§ Task details:
Copy out the complete text of the reviewer information page below without changing anything.

═════ Source extract

For Reviewers

If you are interested in serving as a  peer-reviewer/referee for Mathematical Applications and Statistical Rigor (MASR) , please contact our Editor-in-Chief at manager@pub.scientificirg.com , with your full contact information, your area of expertise and a list of your recent publications. 

If you are selected to be a reviewer/referee, your name will be included in our list of potential referees. When a manuscript submitted to (MASRmatches your interests, one of our editors will contact you with the paper. Please respond promptly to the Editor's message asking whether you are willing to referee the paper. If you have other commitments and cannot referee the paper in six (6) weeks, let him or her know immediately so that another referee can be chosen. If you can referee the paper, please confirm. 

We would like to express our sincere thanks to our peer reviewers who helped to ensure the high standards of the Mathematical Applications and Statistical Rigor (MASR). The informed opinions of referees, relayed in a timely manner, are critical to our editorial process.

══════════
═════ Stored data

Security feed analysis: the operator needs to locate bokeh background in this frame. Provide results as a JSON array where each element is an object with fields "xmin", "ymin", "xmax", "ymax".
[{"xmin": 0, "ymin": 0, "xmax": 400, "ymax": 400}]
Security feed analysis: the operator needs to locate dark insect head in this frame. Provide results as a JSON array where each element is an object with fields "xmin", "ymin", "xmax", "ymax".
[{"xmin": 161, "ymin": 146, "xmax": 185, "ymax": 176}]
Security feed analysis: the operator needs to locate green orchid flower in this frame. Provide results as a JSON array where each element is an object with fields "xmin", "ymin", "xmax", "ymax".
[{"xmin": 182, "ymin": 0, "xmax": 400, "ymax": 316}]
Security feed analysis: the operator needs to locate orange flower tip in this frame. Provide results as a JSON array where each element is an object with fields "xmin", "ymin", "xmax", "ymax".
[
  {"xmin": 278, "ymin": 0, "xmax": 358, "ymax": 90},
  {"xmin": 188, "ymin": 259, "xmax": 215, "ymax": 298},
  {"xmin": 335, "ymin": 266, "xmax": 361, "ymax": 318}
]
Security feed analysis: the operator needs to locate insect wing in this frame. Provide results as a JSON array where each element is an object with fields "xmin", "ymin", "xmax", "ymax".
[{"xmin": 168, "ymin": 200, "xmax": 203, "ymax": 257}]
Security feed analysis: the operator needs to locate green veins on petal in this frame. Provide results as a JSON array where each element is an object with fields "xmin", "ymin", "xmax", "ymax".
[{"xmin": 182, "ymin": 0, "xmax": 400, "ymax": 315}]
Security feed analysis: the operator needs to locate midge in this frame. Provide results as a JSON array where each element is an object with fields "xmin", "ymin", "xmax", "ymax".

══════════

§ Output of the exercise:
For Reviewers

If you are interested in serving as a  peer-reviewer/referee for Mathematical Applications and Statistical Rigor (MASR) , please contact our Editor-in-Chief at manager@pub.scientificirg.com , with your full contact information, your area of expertise and a list of your recent publications. 

If you are selected to be a reviewer/referee, your name will be included in our list of potential referees. When a manuscript submitted to (MASRmatches your interests, one of our editors will contact you with the paper. Please respond promptly to the Editor's message asking whether you are willing to referee the paper. If you have other commitments and cannot referee the paper in six (6) weeks, let him or her know immediately so that another referee can be chosen. If you can referee the paper, please confirm. 

We would like to express our sincere thanks to our peer reviewers who helped to ensure the high standards of the Mathematical Applications and Statistical Rigor (MASR). The informed opinions of referees, relayed in a timely manner, are critical to our editorial process.